§ **Text excerpt**

********************

23. Furthermore, taking into account the consideration under number II./3. above, the Chamber referred to par. 1 and 2 of art. 24bis of the Regulations, which stipulate that, with its decision, the pertinent FIFA deciding body shall also rule on the consequences deriving from the failure of the concerned party to pay the relevant amounts of outstanding remuneration and/or compensation in due time.
24. In this regard, the Chamber pointed out that, against clubs, the consequence of the failure to pay the relevant amounts in due time shall consist of a ban from registering any new players, either nationally or internationally, up until the due amounts are paid and for the maximum duration of three entire and consecutive registration periods.
25. Therefore, bearing in mind the above, the DRC decided that, in the event that the Respondent does not pay the amounts due to the Claimant within 45 days as from the moment in which the Claimant, following the notification of the present decision, communicates the relevant bank details to the Respondent, a ban from registering any new players, either nationally or internationally, for the maximum duration of three entire and consecutive registration periods shall become effective on the Respondent in accordance with art. 24bis par. 2 and 4 of the Regulations.
26. Finally, the Chamber recalled that the above-mentioned ban will be lifted immediately and prior to its complete serving upon payment of the due amounts, in accordance with art. 24bis par. 3 of the Regulations.
III. DECISION OF THE DISPUTE RESOLUTION CHAMBER
1. The claim of the Claimant, Boris Kleyman, is accepted.
2. The Respondent, Enosis Neon Paralimniou FC, has to pay to the Claimant, the following amounts:
- EUR 3,500 as outstanding remuneration plus 5% interest p.a. as from 1 April 2020 until the date of effective payment.
- EUR 7,000 as outstanding remuneration plus 5% interest p.a. as from 1 May 2020 until the date of effective payment.
- EUR 7,000 as outstanding remuneration plus 5% interest p.a. as from 1 June 2020 until the date of effective payment.
3. A warning is imposed on the Respondent.
4. The Claimant is directed to immediately and directly inform the Respondent of the relevant bank account to which the Respondent must pay the due amounts.

********************

(Natural language region descriptions)
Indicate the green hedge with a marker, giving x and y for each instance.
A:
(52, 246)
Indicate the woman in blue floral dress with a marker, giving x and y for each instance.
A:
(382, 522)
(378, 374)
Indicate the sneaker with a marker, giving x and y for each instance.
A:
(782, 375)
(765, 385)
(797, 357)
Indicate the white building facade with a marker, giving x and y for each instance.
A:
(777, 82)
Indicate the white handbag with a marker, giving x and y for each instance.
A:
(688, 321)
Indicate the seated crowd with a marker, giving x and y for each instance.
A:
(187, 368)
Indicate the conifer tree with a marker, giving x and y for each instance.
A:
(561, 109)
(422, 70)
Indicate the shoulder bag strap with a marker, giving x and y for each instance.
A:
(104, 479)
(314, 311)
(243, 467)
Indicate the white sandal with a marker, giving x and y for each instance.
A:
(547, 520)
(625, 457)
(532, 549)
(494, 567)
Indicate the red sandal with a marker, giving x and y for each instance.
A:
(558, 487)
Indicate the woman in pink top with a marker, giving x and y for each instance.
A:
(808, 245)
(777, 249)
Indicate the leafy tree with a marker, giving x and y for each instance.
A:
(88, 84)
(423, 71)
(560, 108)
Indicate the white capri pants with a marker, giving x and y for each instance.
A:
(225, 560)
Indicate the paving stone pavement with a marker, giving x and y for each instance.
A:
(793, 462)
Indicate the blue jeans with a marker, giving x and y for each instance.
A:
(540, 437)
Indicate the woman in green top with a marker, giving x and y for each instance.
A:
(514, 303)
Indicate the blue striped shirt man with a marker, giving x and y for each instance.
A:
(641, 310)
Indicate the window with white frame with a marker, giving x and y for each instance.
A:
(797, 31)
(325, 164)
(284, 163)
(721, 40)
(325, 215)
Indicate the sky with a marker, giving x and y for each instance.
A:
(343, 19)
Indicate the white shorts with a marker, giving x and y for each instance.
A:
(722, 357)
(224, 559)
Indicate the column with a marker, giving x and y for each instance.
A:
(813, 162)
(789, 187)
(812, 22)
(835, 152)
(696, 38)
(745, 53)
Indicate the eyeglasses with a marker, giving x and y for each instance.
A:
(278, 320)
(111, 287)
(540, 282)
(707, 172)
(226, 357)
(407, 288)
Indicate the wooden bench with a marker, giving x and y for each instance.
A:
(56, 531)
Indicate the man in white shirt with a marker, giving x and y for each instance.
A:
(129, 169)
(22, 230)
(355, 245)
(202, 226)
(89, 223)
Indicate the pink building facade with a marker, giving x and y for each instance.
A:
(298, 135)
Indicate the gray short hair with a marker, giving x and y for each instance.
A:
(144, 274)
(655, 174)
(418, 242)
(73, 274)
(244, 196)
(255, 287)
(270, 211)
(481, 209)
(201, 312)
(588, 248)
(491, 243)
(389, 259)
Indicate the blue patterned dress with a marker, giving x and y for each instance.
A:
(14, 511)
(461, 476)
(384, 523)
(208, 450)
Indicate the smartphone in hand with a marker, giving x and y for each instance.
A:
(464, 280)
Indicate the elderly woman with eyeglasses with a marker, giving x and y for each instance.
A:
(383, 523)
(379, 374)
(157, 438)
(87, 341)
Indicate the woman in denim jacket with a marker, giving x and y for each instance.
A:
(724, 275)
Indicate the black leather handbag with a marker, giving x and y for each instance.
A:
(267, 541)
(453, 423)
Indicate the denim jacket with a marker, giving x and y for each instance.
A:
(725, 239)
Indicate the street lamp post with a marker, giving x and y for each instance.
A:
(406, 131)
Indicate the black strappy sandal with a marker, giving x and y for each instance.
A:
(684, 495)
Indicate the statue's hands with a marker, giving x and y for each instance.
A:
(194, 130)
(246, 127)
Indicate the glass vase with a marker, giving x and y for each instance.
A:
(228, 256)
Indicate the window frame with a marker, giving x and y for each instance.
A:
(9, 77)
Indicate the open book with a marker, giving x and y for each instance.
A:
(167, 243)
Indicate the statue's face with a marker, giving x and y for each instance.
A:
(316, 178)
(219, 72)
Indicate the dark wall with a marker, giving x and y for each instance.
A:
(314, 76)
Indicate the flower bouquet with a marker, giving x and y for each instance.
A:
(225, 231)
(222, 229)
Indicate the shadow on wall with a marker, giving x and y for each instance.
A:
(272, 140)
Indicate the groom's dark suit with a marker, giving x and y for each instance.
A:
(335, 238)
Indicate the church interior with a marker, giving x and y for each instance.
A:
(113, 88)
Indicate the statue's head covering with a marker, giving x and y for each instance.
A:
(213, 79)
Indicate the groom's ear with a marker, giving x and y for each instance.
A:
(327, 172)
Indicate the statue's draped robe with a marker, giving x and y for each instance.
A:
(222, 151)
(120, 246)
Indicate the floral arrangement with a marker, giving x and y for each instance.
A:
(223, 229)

********************

§ **Assignment 1**
Answer the following about the decision excerpt:
(a) Within how many days of receiving the Claimant's bank details must the Respondent pay before the ban takes effect?
(b) What is the maximum duration of the registration ban?
(c) What is imposed on the Respondent under point 3 of the decision?
§ **Assignment 2**
Rewrite the decision excerpt from "23. Furthermore, taking" up to and including "in due time.", replacing "pertinent" with "competent".

§ **Exercise answer 1**
(a) 45 days
(b) Three entire and consecutive registration periods
(c) A warning

§ **Exercise answer 2**
23. Furthermore, taking into account the consideration under number II./3. above, the Chamber referred to par. 1 and 2 of art. 24bis of the Regulations, which stipulate that, with its decision, the competent FIFA deciding body shall also rule on the consequences deriving from the failure of the concerned party to pay the relevant amounts of outstanding remuneration and/or compensation in due time.